* begin GIVEN PASSAGE *

And so he was sitting across from me, and I was trying to think of a believable answer to give. Of course he wouldn't understand my reasonable answer, since when was he a reasonable man?
"I really can't!" I said again. He growled; he really is a bear.
"Stop making excuses and just COME!" He said, a bit louder this time. I looked around the dining room to see if any of the other employees were within earshot.
"I'd really honestly love to. But I just...can't." Go to the beach with him? Drop my work and morals and self control and drive down for a wild weekend at the beach with him? Sounds lovely. But I absolutely would not let it happen, I wouldn't even let myself think of it--oh, too late, I could already see us playing tag on the sand, his huge strides overpowering me in three seconds and sweeping me up-
"No, Patrick, I just can't!" I found myself saying, a bit of a squeak in my voice. He wrinkled his face.
"Fine." He slid off the booth and lumbered into the kitchen, leaving me sitting lonely on the plastic green booth.
Sunday, December 27, 2009
I'm dreaming of...
And tonight I dreamed a proposal from Johnny Depp, and Jake, the only guy I've ever really been interested in. I'm not sure which one is more likely to happen.
Johnny proposed to me at a supermarket, with all his random jewelry and a loose white shirt. No glasses, thank God, and the most sincere expression. He told me every day I'd be followed around, "Take a picture of me with my back to you, I"m leaving you, take a picture of you blowing your nose, I"m making you cry. I'm not gonna tell you that it won't happen." But then, he took my hand, and said, "And then, at the end of those crazy days, you'll come home, and the only thing there will be me. Just me, in our big ol' house, ready to keep you company." Of course, I was wildly in love, and accepted.
Jake took a different approach. I dreamed we were the grocery store where he worked, kissing in front of all his teenaged coworkers who looked absolutely shocked and thrilled. He didn't actually speak to me, but I knew he had just proposed. We ran out of his store together. I stopped and turned around and waved at them. Of course, they were jealous of our youthful love, and since it's christmas, there was no reason not to be friendly!
Merry Christmas, may all your wildest dreams come true.
Johnny proposed to me at a supermarket, with all his random jewelry and a loose white shirt. No glasses, thank God, and the most sincere expression. He told me every day I'd be followed around, "Take a picture of me with my back to you, I"m leaving you, take a picture of you blowing your nose, I"m making you cry. I'm not gonna tell you that it won't happen." But then, he took my hand, and said, "And then, at the end of those crazy days, you'll come home, and the only thing there will be me. Just me, in our big ol' house, ready to keep you company." Of course, I was wildly in love, and accepted.

* end GIVEN PASSAGE *
* begin INFORMATION GIVEN *

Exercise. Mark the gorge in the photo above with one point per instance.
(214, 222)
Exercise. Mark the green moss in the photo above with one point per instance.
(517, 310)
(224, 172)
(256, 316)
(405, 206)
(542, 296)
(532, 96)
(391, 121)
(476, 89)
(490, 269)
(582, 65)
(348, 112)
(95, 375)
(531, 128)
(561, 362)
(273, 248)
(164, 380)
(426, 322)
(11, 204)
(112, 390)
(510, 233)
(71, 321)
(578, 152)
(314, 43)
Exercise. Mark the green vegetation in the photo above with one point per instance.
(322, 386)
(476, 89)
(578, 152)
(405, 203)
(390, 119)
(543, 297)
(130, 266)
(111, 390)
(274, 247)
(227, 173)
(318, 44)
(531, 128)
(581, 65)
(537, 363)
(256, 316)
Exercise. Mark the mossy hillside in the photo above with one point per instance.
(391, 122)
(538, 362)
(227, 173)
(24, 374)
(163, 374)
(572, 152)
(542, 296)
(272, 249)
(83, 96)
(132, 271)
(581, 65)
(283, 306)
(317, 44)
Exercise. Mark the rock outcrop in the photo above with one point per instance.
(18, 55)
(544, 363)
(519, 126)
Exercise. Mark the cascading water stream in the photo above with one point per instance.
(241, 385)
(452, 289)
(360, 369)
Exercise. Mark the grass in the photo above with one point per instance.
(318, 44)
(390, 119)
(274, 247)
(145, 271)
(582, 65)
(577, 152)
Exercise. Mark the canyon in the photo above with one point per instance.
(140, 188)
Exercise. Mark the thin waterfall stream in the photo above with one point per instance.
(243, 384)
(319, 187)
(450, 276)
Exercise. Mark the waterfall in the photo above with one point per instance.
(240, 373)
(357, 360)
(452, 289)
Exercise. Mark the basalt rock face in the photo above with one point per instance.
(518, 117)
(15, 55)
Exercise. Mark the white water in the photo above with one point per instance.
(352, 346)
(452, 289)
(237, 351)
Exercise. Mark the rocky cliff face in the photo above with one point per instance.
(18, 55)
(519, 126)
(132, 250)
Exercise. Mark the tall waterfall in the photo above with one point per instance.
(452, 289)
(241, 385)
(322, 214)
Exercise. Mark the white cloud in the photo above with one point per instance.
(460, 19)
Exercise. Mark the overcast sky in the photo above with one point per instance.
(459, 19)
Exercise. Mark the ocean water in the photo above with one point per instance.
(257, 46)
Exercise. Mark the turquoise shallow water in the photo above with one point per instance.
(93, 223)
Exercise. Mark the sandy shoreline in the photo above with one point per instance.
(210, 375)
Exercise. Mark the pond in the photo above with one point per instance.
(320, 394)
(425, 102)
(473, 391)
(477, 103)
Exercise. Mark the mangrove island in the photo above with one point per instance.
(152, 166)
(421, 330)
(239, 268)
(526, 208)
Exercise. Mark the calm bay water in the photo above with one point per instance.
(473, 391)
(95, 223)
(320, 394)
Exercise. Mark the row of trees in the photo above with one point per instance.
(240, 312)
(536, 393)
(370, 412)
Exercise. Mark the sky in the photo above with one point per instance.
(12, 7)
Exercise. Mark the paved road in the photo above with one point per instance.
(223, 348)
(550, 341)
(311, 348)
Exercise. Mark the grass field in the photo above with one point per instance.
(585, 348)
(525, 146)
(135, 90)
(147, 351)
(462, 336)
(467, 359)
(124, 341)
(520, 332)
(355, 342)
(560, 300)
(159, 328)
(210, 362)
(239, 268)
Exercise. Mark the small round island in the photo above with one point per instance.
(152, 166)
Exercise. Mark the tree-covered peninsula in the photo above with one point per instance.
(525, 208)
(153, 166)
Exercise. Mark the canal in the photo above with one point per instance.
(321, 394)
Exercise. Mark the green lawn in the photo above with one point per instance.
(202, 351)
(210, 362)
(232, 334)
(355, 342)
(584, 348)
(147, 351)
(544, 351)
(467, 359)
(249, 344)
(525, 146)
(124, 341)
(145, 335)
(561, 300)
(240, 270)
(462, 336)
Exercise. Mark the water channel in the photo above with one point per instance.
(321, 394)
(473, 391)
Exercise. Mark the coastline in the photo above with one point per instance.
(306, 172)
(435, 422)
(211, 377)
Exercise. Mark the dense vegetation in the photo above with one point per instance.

* end INFORMATION GIVEN *

SET TASK A: Locate every line in the entries that contains the word "grass", and copy each such line.
SET TASK B: Carry on the personal narrative about dreamed marriage proposals, beginning right after its final sentence.

EXERCISE RESPONSE A:
Exercise. Mark the grass in the photo above with one point per instance.
Exercise. Mark the grass field in the photo above with one point per instance.

EXERCISE RESPONSE B:
Jake took a different approach. I dreamed we were the grocery store where he worked, kissing in front of all his teenaged coworkers who looked absolutely shocked and thrilled. He didn't actually speak to me, but I knew he had just proposed. We ran out of his store together. I stopped and turned around and waved at them. Of course, they were jealous of our youthful love, and since it's christmas, there was no reason not to be friendly!
Merry Christmas, may all your wildest dreams come true.
Sunday, December 20, 2009
Ryan
He's looking at me with that expression that makes me turn away. Its when he slants his head a bit and lowers his eyes and looks at me with just a small slant in his eyelid, and a knowing smile, as if we're sharing some great secret between just the two of us. I squirm and look away. Of course, he doesn't notice. He's always oblivious to my level of uneasiness. He thinks we're just wonderful.
I've already told him we're just friends. But that was in August, and now its November and he doesn't remember. At least, that's the way it seems by the way he's looking at me. I manage a friendly smile. Friend being the key word. I don't think he gets it.
"So, what are the three things you think you're best at?" I ask casually. I always have to keep the conversation going. Ryan's not much of a talker. He shrugs and looks out into the distance.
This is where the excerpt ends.